(Point labels for objects)
++++++++

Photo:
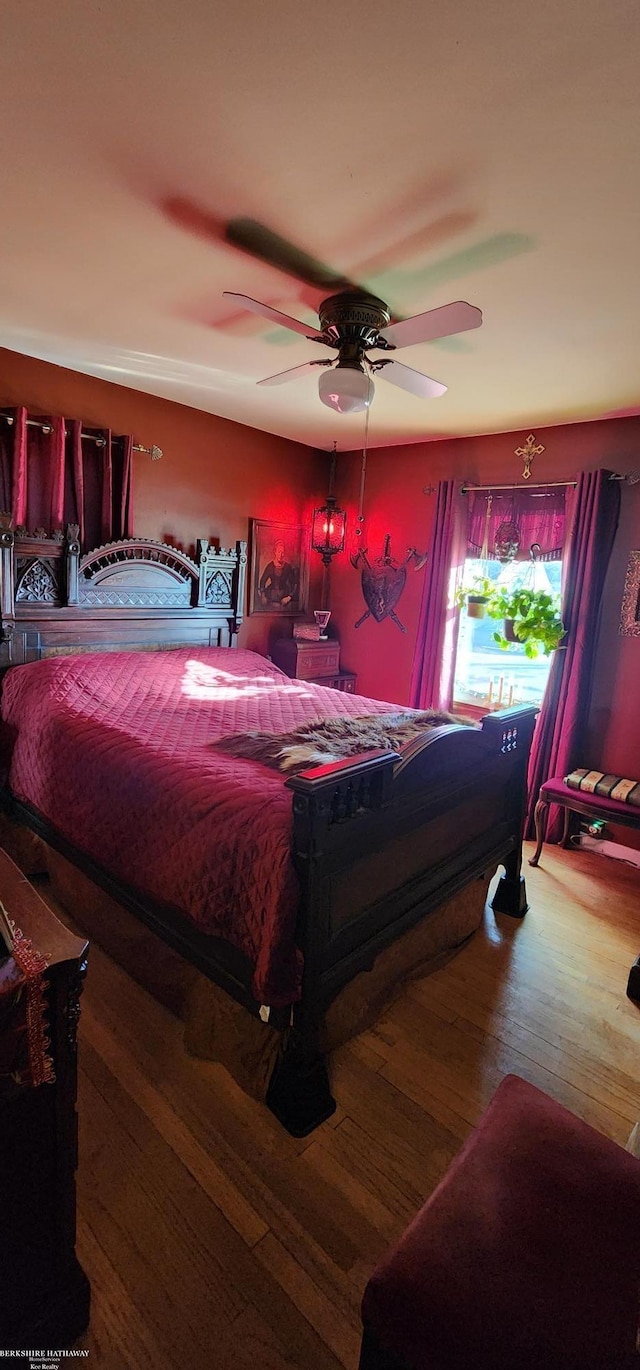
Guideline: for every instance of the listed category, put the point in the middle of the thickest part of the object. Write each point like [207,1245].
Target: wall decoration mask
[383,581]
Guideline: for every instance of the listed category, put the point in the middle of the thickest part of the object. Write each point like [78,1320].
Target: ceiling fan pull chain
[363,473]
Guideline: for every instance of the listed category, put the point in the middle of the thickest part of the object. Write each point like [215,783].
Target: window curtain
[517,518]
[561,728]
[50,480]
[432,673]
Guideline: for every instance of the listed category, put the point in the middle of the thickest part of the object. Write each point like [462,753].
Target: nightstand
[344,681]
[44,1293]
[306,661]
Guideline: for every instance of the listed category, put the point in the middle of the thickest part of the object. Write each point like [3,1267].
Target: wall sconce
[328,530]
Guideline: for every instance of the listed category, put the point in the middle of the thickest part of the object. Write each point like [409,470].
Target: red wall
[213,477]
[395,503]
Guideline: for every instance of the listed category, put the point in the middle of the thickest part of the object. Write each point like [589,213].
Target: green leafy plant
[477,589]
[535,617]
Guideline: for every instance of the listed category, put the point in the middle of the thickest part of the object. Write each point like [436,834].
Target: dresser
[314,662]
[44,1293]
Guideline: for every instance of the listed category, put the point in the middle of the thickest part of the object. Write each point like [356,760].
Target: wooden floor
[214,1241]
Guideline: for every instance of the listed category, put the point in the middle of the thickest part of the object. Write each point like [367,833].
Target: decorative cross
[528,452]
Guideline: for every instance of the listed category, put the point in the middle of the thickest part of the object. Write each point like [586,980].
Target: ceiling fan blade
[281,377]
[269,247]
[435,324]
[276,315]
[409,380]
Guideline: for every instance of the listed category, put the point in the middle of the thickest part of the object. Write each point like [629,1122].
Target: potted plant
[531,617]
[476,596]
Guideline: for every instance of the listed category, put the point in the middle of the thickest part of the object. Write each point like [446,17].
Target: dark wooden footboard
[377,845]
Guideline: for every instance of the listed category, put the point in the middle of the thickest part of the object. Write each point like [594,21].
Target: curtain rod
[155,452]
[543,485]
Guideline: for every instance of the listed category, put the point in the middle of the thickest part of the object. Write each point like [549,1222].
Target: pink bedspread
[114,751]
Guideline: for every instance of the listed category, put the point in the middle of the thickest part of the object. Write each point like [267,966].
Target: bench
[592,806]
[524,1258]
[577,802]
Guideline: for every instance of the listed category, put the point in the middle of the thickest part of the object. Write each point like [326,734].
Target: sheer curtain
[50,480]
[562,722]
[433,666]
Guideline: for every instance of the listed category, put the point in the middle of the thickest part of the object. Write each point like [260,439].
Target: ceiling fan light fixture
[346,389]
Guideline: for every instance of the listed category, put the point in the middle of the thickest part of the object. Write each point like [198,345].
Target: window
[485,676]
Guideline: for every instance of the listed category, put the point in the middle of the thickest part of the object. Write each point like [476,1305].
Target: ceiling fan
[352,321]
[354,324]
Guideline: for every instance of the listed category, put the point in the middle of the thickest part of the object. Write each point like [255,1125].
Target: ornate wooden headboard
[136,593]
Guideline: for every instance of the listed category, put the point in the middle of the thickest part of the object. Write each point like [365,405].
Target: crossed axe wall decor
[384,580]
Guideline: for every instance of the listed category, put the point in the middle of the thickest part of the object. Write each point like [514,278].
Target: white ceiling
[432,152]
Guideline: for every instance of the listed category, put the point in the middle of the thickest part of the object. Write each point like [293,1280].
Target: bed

++++++++

**Task requirements:** Rewrite all the rows above as a numbered list with blank lines omitted. Leave the pictures out of your answer.

**Solution for this problem:**
1. Photo:
2. Guideline: for every instance of the listed category, put the point in the middle of the thickest part of the object. Write each point like [207,1245].
3. Target: wall decoration mask
4. [383,581]
5. Guideline: for every instance of the listed category, put the point in the middle of the thickest part of the object. Write each point like [78,1320].
6. Target: ceiling fan pull chain
7. [363,473]
8. Guideline: for every instance of the listed category, put the point in the middle of the thickest part of the object. Write each point like [215,783].
9. Target: window curtain
10. [517,518]
11. [561,728]
12. [50,480]
13. [432,673]
14. Guideline: for every instance of the listed category, put the point in the middle of the thickest part of the object. Write each point like [462,753].
15. Target: nightstand
16. [344,681]
17. [44,1293]
18. [306,661]
19. Guideline: for every instance of the listed category, put the point in the middle of the thickest part of the object. Write each point like [3,1267].
20. Target: wall sconce
21. [328,530]
22. Guideline: for every instance of the listed category, put the point in the middle of the thickest part of the object. Write each point like [409,470].
23. Target: red wall
24. [213,477]
25. [395,503]
26. Guideline: for every instance of the listed category, put the point in the middle of the thickest part of the object. Write each point like [589,213].
27. Target: green leafy plant
28. [477,589]
29. [535,617]
30. Guideline: for every instance of the listed category, put the point in the middle of the thickest part of the object. Write each point like [436,834].
31. Target: dresser
32. [314,662]
33. [44,1293]
34. Guideline: for every instance of the listed category, put the point in the middle of the thickest part of the object. Write each point like [356,760].
35. Target: wooden floor
36. [214,1241]
37. Guideline: for every instance of the listed category, put the point in the middle of the thickest part of the object. Write each point like [367,833].
38. Target: decorative cross
39. [528,452]
40. Guideline: for every instance of the listed category, put the point in the middle of the thickest part of the object. Write each point like [586,980].
41. Target: ceiling fan blade
42. [281,377]
43. [269,247]
44. [435,324]
45. [276,315]
46. [409,380]
47. Guideline: for every instance of the listed category, put the point in the middle of the thickest part of the object. Write each point like [629,1122].
48. Target: potted plant
49. [531,617]
50. [476,596]
51. Guideline: for every instance of the listed category, put the point in the middle of the thickest part of the object. Write each point like [446,17].
52. Target: dark wooden footboard
53. [377,845]
54. Guideline: for every instance of the listed category, put the point in the middle of the thickest part of the object. Write each point like [594,21].
55. Target: curtain rod
56. [155,452]
57. [543,485]
58. Guideline: for every instance of the listed category, put the point in the middle of the thickest part of the object. Write each point like [549,1222].
59. Target: pink bedspread
60. [114,751]
61. Guideline: for every instance of the listed category, put the point in the middle of the thickest part of the object. Write each point like [267,966].
62. Target: bench
63. [592,806]
64. [524,1258]
65. [577,802]
66. Guideline: for every instance of the listed category, put the point in the middle of the thickest part of the object. Write each point like [326,734].
67. Target: sheer curtain
68. [50,480]
69. [562,722]
70. [433,666]
71. Guideline: for every instance of the listed category, put the point in the middle of the thickest part of the object. Write each point like [260,439].
72. Target: ceiling fan light fixture
73. [346,389]
74. Guideline: for every instance of the listed category, put the point in the middle of the thickest part of the object. Write each point like [198,345].
75. Target: window
76. [485,676]
77. Guideline: for every instance of the listed category, put the point in the middle of the thickest part of the object. Write each point like [476,1305].
78. Target: ceiling fan
79. [352,321]
80. [354,324]
81. Guideline: for every instance of the listed category, put the point in the middle of the thickest part of the object. Write each point like [255,1125].
82. Target: ornate wooden headboard
83. [136,593]
84. Guideline: for every instance of the listed category, put the point in the middle of the thickest part of the object. Write each point like [365,405].
85. Target: crossed axe wall decor
86. [384,580]
87. Guideline: for every instance of the listed category, put the point in the middle of the thickest part of the object. Write each point like [514,278].
88. Target: white ceiling
89. [432,152]
90. Guideline: for every instance of the listed category, put the point in the middle of the thickest part of the object. Write each point like [293,1280].
91. Target: bed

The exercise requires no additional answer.